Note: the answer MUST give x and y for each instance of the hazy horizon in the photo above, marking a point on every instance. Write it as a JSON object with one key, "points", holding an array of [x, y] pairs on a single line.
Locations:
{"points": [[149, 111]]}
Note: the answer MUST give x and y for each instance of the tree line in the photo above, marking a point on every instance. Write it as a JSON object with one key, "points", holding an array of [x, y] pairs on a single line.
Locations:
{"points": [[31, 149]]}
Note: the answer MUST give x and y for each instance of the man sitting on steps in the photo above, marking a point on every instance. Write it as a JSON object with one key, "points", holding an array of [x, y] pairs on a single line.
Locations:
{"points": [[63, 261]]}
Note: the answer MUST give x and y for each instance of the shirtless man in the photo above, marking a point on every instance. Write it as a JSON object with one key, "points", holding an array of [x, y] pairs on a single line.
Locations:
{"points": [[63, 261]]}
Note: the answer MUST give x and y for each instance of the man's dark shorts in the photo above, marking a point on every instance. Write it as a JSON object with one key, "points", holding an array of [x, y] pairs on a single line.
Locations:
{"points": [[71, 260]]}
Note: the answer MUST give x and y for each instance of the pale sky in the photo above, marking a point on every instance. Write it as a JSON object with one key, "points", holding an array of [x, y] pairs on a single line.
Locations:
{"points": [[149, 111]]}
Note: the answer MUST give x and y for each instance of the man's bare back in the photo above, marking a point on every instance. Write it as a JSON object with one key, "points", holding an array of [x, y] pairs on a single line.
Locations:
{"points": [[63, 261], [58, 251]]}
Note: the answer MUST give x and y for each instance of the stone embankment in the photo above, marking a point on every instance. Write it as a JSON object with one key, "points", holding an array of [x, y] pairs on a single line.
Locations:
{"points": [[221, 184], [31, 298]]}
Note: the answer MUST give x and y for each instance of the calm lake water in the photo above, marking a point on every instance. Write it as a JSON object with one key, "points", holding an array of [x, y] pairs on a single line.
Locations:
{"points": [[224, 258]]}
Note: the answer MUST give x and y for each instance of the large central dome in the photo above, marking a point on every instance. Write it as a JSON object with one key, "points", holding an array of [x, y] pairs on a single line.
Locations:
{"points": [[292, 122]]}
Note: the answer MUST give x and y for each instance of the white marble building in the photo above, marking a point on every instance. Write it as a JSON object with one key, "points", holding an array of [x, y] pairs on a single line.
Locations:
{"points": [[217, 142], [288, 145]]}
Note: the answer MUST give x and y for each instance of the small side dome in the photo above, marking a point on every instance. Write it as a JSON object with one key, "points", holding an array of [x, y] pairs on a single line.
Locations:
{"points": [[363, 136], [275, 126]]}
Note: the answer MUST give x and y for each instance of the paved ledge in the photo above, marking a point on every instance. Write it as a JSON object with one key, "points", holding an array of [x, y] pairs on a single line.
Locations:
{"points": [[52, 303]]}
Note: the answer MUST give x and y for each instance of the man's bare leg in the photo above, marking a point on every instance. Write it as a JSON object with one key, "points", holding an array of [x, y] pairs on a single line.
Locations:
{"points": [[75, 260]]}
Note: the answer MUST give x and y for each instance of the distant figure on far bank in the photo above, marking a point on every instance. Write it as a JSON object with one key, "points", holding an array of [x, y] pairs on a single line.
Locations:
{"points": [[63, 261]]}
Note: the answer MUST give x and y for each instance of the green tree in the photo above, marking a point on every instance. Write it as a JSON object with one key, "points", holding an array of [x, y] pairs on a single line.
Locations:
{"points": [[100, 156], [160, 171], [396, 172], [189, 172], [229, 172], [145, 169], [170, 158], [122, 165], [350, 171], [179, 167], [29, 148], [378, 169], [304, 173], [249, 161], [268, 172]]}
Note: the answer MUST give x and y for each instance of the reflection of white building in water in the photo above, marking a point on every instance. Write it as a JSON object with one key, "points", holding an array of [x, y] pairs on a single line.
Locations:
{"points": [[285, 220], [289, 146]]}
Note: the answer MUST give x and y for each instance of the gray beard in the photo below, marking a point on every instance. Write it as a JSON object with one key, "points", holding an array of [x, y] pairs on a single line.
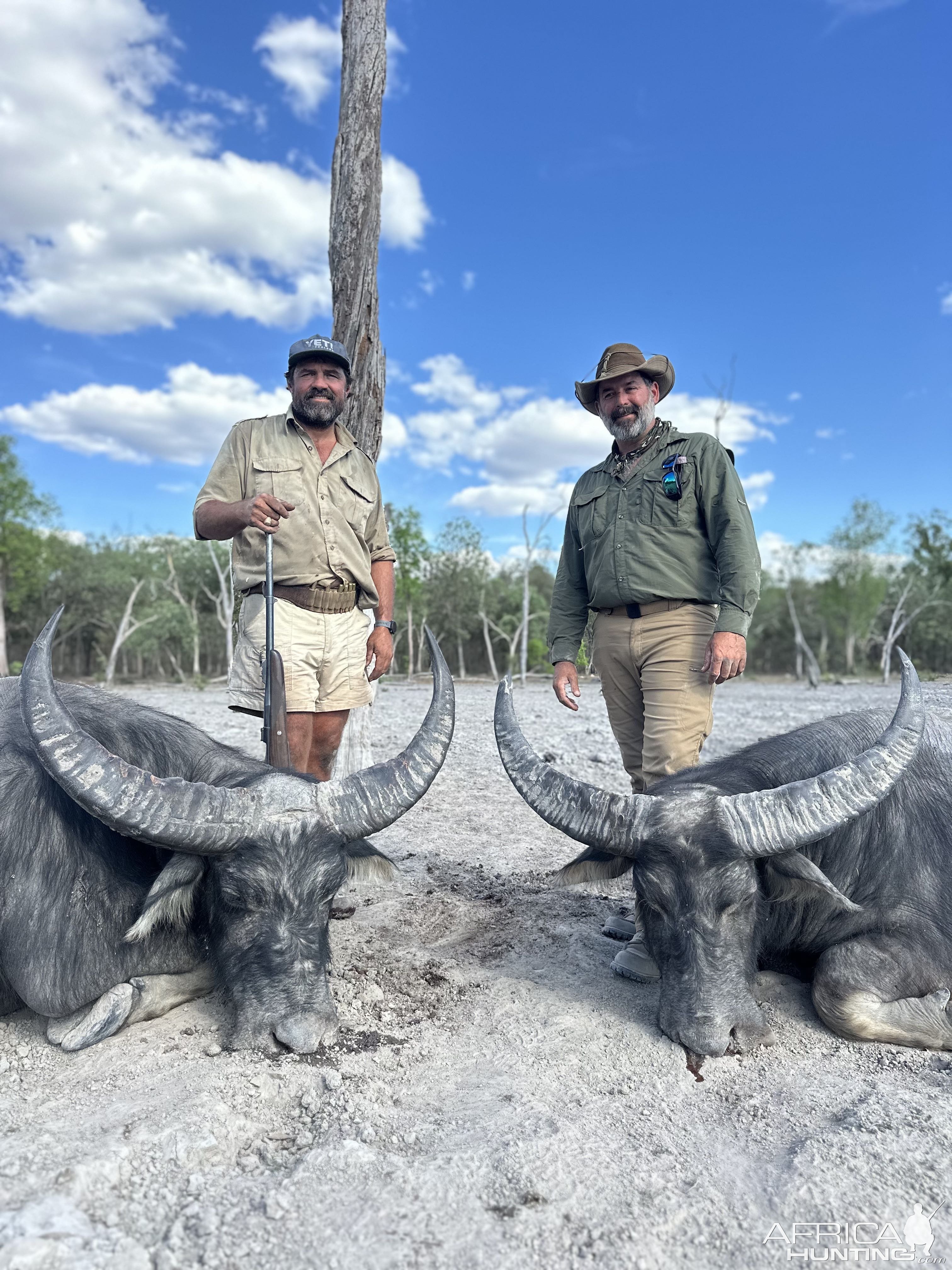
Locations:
{"points": [[632, 423], [315, 412]]}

__________

§ **WORK ORDER**: Leaving the pictures out, give back each line above exactly.

§ **OUTPUT BELOW**:
Note: the answer MUST give x and y for each instance of the hazy horizon in the photo above, marking a point on every instance. Write it as a JSON object with one key, "points", holding an array of [x, y] pairs on a single line.
Locations:
{"points": [[149, 111]]}
Note: the answer MUST give x and y for each instance of the tree line in the photo above, marking a point on every instance. Write it as a JSON object with one key, "points", holding an array of [x, y] pairs on a single line.
Locations:
{"points": [[31, 149]]}
Note: the answer MUST give x and y for each instance of the man sitting on steps in the photo above, marking a point on every instance. Write it as a JSON object with one key, "points", holding an array of [x, y] pairs on a single line.
Locations:
{"points": [[63, 261]]}
Note: the answer MUST give x and y for each instance of the shirtless man in the photo above, marking a point on every instance. Write it as a JSON object with one key, "points", holding an array of [x, y] pairs on a single line.
Locations:
{"points": [[63, 261]]}
Note: the answer MUST give x and y for each instance of the man's dark shorts in the photo above, marking a point on every instance. Write it as a JSON object with one key, "points", holding an array of [x, y] pairs on a single line.
Locations:
{"points": [[71, 260]]}
Note: the answer MUST give x and y for each instance of the pale sky in the photo above, marking a point on every instance. Write it as a JSON object with one key, "points", holding an array of [x, y] pairs on a single line.
Locations:
{"points": [[149, 111]]}
Note: the answer MUST give x and y for each instance of the man's bare back in the photo above, marking a point on every instance. Write it as a JSON object with one key, "points", holding an array of [x, y] pairs on a single line.
Locations:
{"points": [[63, 261], [58, 251]]}
Note: the answer MUST give x and y for each instance of the stone embankment in the photo above, marking a point on every instance. Write it as a JSON object with one key, "points", holding an array of [x, y] pairs on a single line.
Locations:
{"points": [[221, 184], [31, 298]]}
Note: the answer MUST give x and y for each instance of the calm lake water in the photo above, marking a point on every instance. Write it as a JSON object with one key, "points", holding an array of [x, y] pairs on a single line.
Locations:
{"points": [[224, 258]]}
Note: the answer MUST give x and y for each instance of the large central dome in the photo above, marking a point on every instance. Write it as a JSON object with one key, "points", holding an array of [x, y] pairs on a single line.
Locations:
{"points": [[292, 122]]}
Note: the answer MUST give x and y for each instance of the white marble building in the photo above, marking a point on every instance. Write it as a JSON object with one key, "points", holding an array of [x, y] pairs on a single line.
Locations:
{"points": [[217, 142], [288, 145]]}
Note: the answer MUST give x and y for each instance of the small side dome in the photo above, marking a point on every instance. Write it as a JSON object with one key, "points", holding an array of [x, y] pairs on a single line.
Locations:
{"points": [[363, 136], [275, 126]]}
Note: the answer MUST give x and y for each instance of the paved ledge in the photo above, marking a point on every instance. Write it as a JSON object with one key, "points", holding an array of [x, y] pairs on a single line.
Locations:
{"points": [[52, 303]]}
Note: the answer MUST give x and y for each instance of the man's bare leg in the photo above, marking a point on every instance. Write it as a JSON object with one key, "points", holding an array of [x, y] pairs on a single line.
Locations:
{"points": [[75, 260]]}
Note: the answer MUST give x and y for each instance of the distant figure on far bank in the photo above, marking a point on every instance. Write it as a JSON object with one key, "points", holding an array of [x, y] pairs on a single line.
Locations:
{"points": [[63, 261]]}
Note: the answer MUST give x and y for each instance of the green tree in the photo above, marking a point on every instance. Write it as a JSON object with one key, "points", holding an array of [x, y] pairs on a single line.
Locations:
{"points": [[100, 156], [160, 171], [396, 172], [189, 172], [229, 172], [145, 169], [170, 158], [122, 165], [350, 171], [179, 167], [29, 148], [378, 169], [304, 173], [249, 161], [268, 172]]}
Note: the answer MUST give x and y for each instance of the reflection of white building in water in the photo above, marking a point on every instance. Write it as a JSON object with one key, "points", holding an array of [x, y] pairs on a single line.
Locations:
{"points": [[285, 220], [289, 146]]}
Note: the answer MUST give x and y for each instance of the gray beard in the photo below, marking a point on every instance. Write it as a JSON object with one key, "points", holding an array of [x, y] pairs on a single line.
Locations:
{"points": [[632, 423], [315, 412]]}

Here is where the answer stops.